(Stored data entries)
┌──

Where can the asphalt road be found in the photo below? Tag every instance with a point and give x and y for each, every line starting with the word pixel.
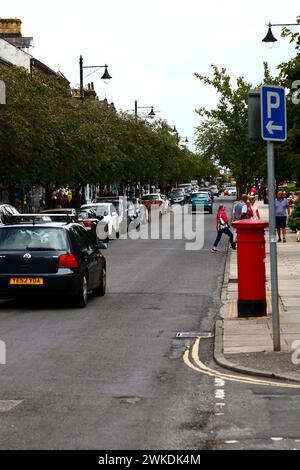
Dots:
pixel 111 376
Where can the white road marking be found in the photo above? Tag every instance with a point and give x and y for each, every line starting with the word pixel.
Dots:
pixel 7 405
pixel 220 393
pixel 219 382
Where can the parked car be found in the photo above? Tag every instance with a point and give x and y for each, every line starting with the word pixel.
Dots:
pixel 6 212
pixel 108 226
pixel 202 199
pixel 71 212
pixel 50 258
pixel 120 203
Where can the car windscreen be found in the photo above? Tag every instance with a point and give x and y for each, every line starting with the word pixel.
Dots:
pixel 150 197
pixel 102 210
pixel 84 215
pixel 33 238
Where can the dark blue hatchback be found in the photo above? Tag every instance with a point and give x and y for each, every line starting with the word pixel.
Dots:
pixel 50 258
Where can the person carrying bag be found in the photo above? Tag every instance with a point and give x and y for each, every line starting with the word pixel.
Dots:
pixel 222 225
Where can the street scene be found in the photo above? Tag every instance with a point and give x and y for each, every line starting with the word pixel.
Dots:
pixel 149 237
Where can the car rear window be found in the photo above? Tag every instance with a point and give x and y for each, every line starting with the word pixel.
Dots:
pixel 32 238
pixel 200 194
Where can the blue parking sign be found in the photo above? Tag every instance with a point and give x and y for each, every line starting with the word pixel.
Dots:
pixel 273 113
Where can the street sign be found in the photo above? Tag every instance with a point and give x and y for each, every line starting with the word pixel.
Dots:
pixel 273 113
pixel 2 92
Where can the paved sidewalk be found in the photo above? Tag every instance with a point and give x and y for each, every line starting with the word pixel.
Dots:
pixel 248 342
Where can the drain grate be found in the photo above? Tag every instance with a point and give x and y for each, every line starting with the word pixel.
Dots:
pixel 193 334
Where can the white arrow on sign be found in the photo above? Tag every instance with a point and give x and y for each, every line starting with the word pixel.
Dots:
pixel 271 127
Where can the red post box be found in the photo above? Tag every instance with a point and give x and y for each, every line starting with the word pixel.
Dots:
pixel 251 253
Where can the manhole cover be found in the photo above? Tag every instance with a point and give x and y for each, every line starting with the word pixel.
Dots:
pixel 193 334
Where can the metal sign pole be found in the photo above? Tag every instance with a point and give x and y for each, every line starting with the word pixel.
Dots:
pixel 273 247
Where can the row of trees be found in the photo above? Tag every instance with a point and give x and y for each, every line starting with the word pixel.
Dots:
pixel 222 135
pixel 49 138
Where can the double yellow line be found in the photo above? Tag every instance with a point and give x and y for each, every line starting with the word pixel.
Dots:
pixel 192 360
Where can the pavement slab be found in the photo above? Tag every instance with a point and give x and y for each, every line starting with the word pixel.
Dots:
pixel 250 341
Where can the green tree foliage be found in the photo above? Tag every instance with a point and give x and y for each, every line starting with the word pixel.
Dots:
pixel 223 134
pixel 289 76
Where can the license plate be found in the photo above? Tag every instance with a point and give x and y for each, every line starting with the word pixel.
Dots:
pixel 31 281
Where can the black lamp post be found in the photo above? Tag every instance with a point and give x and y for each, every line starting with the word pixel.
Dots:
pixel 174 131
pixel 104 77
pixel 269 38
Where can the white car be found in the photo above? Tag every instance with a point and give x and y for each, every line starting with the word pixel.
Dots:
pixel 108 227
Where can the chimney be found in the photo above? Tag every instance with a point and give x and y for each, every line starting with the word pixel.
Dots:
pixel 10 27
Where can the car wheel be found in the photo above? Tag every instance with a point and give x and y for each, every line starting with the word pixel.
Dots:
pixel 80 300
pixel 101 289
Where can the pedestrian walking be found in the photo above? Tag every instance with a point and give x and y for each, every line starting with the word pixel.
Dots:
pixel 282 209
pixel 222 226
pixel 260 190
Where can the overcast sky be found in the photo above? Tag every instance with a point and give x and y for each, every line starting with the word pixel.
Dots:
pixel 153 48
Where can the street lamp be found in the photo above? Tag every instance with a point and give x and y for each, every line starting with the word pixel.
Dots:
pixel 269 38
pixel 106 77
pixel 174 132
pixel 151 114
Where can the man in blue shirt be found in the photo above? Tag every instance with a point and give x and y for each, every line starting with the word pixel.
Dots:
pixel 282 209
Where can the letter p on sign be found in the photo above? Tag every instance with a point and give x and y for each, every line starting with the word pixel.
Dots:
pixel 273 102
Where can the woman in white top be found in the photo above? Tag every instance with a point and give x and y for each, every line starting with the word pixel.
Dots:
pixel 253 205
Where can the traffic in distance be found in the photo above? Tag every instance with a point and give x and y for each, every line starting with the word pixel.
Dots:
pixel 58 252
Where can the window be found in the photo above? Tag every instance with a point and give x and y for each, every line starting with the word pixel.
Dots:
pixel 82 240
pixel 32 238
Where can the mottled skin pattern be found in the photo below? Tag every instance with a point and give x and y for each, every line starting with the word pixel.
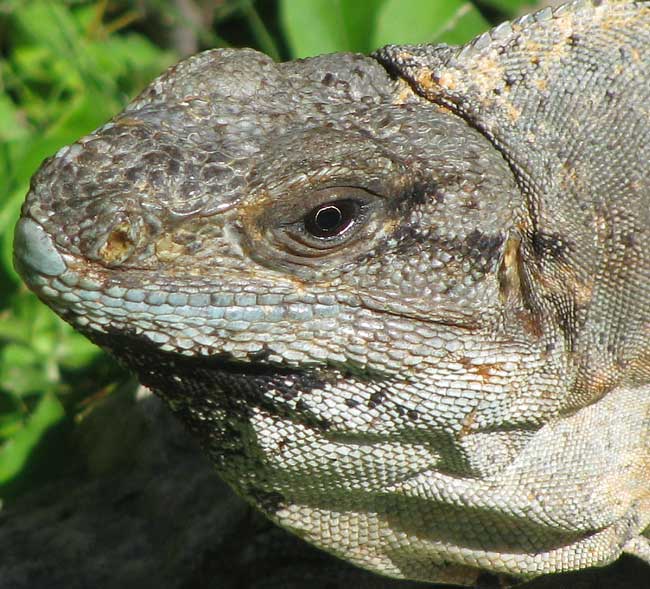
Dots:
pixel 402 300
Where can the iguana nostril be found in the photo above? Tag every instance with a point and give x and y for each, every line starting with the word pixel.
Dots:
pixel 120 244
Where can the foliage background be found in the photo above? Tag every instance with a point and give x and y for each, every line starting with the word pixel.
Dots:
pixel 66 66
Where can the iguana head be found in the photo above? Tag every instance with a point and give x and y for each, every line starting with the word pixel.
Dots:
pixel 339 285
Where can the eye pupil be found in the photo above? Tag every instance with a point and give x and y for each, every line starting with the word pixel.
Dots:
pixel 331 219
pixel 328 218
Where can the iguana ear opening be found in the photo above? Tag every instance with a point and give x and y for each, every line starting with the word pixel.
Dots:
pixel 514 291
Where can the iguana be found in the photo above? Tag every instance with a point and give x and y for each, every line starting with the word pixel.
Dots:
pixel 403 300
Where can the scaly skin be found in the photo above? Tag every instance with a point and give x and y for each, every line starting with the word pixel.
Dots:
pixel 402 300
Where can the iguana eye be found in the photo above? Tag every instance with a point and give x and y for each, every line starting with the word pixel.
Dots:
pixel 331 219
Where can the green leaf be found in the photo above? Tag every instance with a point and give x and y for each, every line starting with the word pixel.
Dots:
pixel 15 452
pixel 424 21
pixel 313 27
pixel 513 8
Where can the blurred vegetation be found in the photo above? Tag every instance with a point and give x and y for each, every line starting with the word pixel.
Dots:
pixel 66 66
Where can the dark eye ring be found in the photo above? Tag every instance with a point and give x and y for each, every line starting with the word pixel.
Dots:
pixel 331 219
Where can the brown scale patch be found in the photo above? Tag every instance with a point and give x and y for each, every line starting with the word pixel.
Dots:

└──
┌──

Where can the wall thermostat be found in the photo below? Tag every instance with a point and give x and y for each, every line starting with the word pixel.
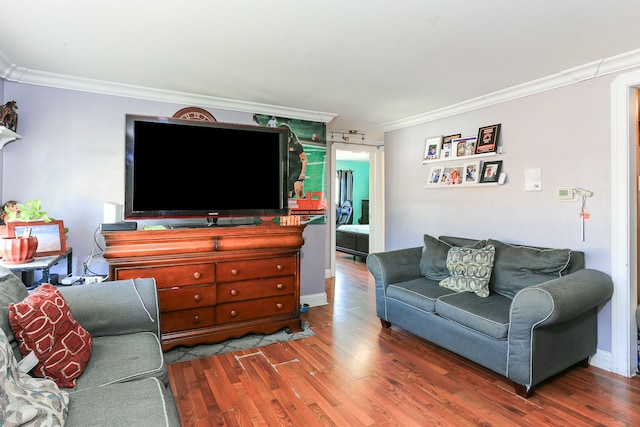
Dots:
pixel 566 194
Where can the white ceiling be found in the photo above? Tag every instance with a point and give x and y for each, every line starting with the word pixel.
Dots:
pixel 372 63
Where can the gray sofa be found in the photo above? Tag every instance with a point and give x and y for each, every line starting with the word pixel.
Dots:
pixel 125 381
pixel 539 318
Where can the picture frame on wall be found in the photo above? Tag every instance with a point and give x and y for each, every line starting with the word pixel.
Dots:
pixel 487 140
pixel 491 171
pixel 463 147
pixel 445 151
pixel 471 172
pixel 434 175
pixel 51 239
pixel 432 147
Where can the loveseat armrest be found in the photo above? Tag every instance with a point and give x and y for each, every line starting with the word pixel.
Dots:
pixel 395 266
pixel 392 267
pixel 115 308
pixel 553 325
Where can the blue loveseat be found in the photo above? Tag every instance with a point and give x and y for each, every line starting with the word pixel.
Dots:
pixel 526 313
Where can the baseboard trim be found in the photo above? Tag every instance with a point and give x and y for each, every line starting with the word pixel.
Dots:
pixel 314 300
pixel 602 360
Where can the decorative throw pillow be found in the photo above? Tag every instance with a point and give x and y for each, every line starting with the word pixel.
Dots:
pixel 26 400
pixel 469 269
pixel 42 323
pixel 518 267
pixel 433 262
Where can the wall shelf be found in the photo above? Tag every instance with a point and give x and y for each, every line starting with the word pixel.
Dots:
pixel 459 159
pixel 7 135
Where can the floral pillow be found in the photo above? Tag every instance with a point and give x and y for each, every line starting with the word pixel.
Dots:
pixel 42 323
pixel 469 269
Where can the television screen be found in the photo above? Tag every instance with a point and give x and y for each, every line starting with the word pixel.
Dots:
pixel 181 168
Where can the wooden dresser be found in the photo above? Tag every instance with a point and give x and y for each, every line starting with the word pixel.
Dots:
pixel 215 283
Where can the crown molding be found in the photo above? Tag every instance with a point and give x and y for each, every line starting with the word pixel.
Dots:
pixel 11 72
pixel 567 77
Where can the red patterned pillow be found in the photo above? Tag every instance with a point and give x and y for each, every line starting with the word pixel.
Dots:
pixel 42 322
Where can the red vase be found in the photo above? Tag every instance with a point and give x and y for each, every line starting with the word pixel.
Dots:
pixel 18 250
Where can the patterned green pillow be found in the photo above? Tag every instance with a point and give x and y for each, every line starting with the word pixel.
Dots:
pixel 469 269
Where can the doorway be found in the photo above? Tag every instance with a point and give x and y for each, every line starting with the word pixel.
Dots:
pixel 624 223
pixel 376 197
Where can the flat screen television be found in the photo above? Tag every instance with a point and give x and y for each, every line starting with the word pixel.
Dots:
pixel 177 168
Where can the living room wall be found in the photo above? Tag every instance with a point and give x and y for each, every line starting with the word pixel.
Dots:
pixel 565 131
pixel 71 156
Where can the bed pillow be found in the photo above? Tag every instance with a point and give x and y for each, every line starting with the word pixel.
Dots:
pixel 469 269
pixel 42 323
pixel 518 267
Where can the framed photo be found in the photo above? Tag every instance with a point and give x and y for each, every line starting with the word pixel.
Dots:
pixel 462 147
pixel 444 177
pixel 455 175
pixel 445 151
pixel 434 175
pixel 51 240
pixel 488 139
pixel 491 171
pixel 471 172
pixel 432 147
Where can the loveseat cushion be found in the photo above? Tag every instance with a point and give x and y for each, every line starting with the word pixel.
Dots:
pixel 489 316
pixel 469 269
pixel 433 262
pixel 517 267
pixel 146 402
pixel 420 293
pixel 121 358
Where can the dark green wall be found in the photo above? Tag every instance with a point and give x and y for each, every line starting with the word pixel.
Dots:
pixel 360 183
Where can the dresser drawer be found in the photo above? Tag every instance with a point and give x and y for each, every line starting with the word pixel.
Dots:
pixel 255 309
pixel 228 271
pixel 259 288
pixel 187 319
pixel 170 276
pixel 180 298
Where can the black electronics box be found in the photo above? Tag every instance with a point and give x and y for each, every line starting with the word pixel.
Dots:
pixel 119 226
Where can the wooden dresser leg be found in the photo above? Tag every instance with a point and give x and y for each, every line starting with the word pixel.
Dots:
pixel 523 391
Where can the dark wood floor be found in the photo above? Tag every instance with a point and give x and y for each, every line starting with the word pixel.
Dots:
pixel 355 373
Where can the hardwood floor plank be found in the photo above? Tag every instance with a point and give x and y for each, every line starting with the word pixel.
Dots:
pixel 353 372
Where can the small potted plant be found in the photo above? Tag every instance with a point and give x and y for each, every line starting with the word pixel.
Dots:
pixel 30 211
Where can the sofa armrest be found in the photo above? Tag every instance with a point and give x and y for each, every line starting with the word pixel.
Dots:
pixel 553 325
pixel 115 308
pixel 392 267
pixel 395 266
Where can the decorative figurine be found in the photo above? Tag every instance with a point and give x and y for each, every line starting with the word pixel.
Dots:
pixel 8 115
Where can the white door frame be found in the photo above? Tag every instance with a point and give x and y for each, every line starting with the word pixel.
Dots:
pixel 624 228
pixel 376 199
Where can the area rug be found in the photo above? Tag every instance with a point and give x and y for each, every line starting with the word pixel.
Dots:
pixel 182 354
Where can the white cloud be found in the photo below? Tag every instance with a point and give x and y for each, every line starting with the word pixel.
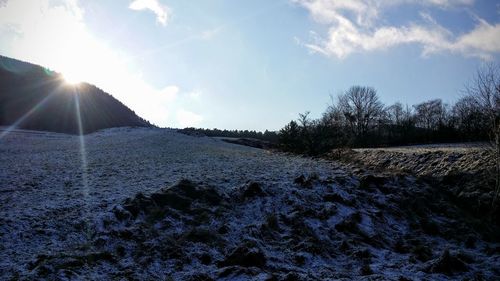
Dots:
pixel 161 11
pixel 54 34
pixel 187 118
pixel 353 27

└──

# Directions for this task
Copy each line above containing the string "decorative".

# Task response
Where can the decorative throw pillow be found in the photo above? Tag every instance with a point and give x and y for each, every line starting with the word pixel.
Where can the decorative figurine be found in the photo above? Tag every instance with a point and give x and y for each, every line starting with the word pixel.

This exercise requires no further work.